- **PAGE TEXT**:

○ ○ ○ ○

In celebrating Better Speech and Hearing month, I want to give a shout out to all the Speech Language Pathologist’s (SLP) out there who help our children with so many different speech, language and hearing isms from expressive and receptive language, to pragmatics, to swallowing, to articulation and so much more.
I have worked with many SLP’s over the years. I actively encourage them to get their kiddos out of the chair and moving, jumping, swinging and more during therapy sessions. All that activity really helps increase language skills. We have to move in order to learn. When you are challenging a child with a difficult task like perfecting their K and G sounds, putting the child on a swing may yield better results.
There are moments when a child needs to focus in a less stimulating environment, but none the less, I continue to encourage the SLP’s I work with to start their sessions with some sort of movement activity. Simple movement ideas include:
- bouncing on a ball
- jumping on the trampoline
- jumping jacks
- spinning a few times in each direction in a computer chair
- or skipping down the hall
Co-Treating is a HUGE Plus
When Occupational Therapy (OT) and Speech Language Pathology (SLP) combine their resources, successful outcomes with the child that you are working with can be obtained. Currently, I work with a lot of kids who are initially referred to speech therapy due to language delays. Often times, after their speech evaluation, the speech therapist recognizes that the child has a lot of sensory and/or behavior issues. The child will not be able to obtain the maximum potential benefit from speech therapy until after they have had some OT first. A regulated child is a child who is more apt to learn new skills.

○ ○ ○ ○

- **RECORD SET**:

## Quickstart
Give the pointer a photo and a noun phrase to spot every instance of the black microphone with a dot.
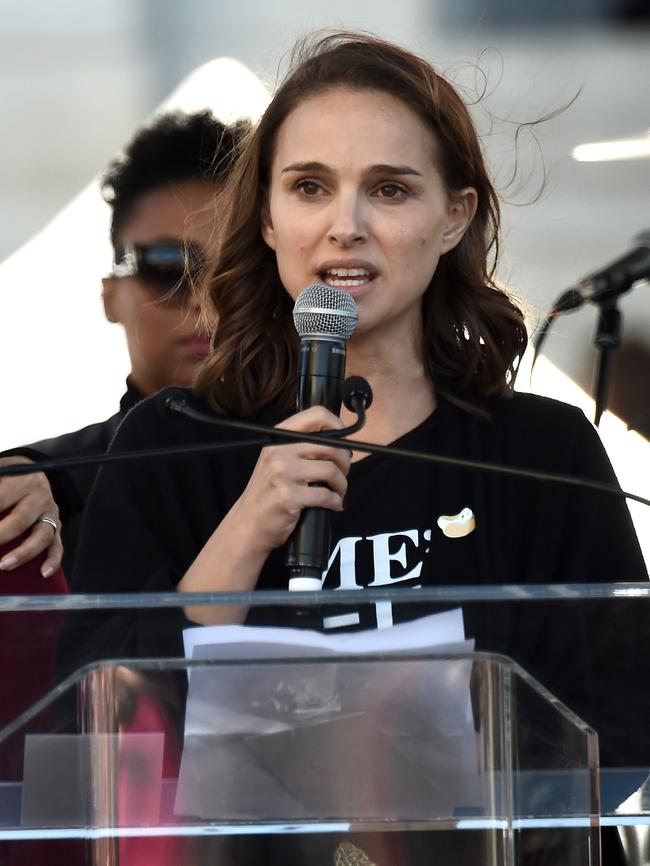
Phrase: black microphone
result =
(325, 318)
(610, 282)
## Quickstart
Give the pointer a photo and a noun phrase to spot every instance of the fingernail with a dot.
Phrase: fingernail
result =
(8, 562)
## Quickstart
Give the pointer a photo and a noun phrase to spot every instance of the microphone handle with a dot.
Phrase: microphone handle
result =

○ ○ ○ ○

- **TASKS AND EXERCISES**:
(A) In the post on speech therapy and movement, what does a child with sensory or behavior issues often need before they can get the most benefit from speech therapy?
(B) Decide whether each statement agrees with the post on speech therapy and movement. Answer yes or no and quote the deciding words.
(i) The writer urges SLPs to begin their sessions with a movement activity.
(ii) The writer says a child should never work in a less stimulating environment.
(iii) Many of the kids the writer works with are first referred to speech therapy because of language delays.
(C) Rewrite the paragraph of the post on speech therapy and movement that begins "When Occupational Therapy (OT)" as a short bulleted list that keeps its main facts.

- **SOLUTIONS FOR EACH TASK**:
(A) Some Occupational Therapy (OT) first.

(B)
(i) Yes: "I continue to encourage the SLP’s I work with to start their sessions with some sort of movement activity"
(ii) No: "There are moments when a child needs to focus in a less stimulating environment"
(iii) Yes: "I work with a lot of kids who are initially referred to speech therapy due to language delays"

(C)
- Combining OT and SLP resources can lead to successful outcomes for the child.
- Many kids the writer works with are first referred to speech therapy for language delays.
- After the speech evaluation, the speech therapist often finds sensory and/or behavior issues.
- Such a child won't get the most benefit from speech therapy until after some OT.
- A regulated child is more apt to learn new skills.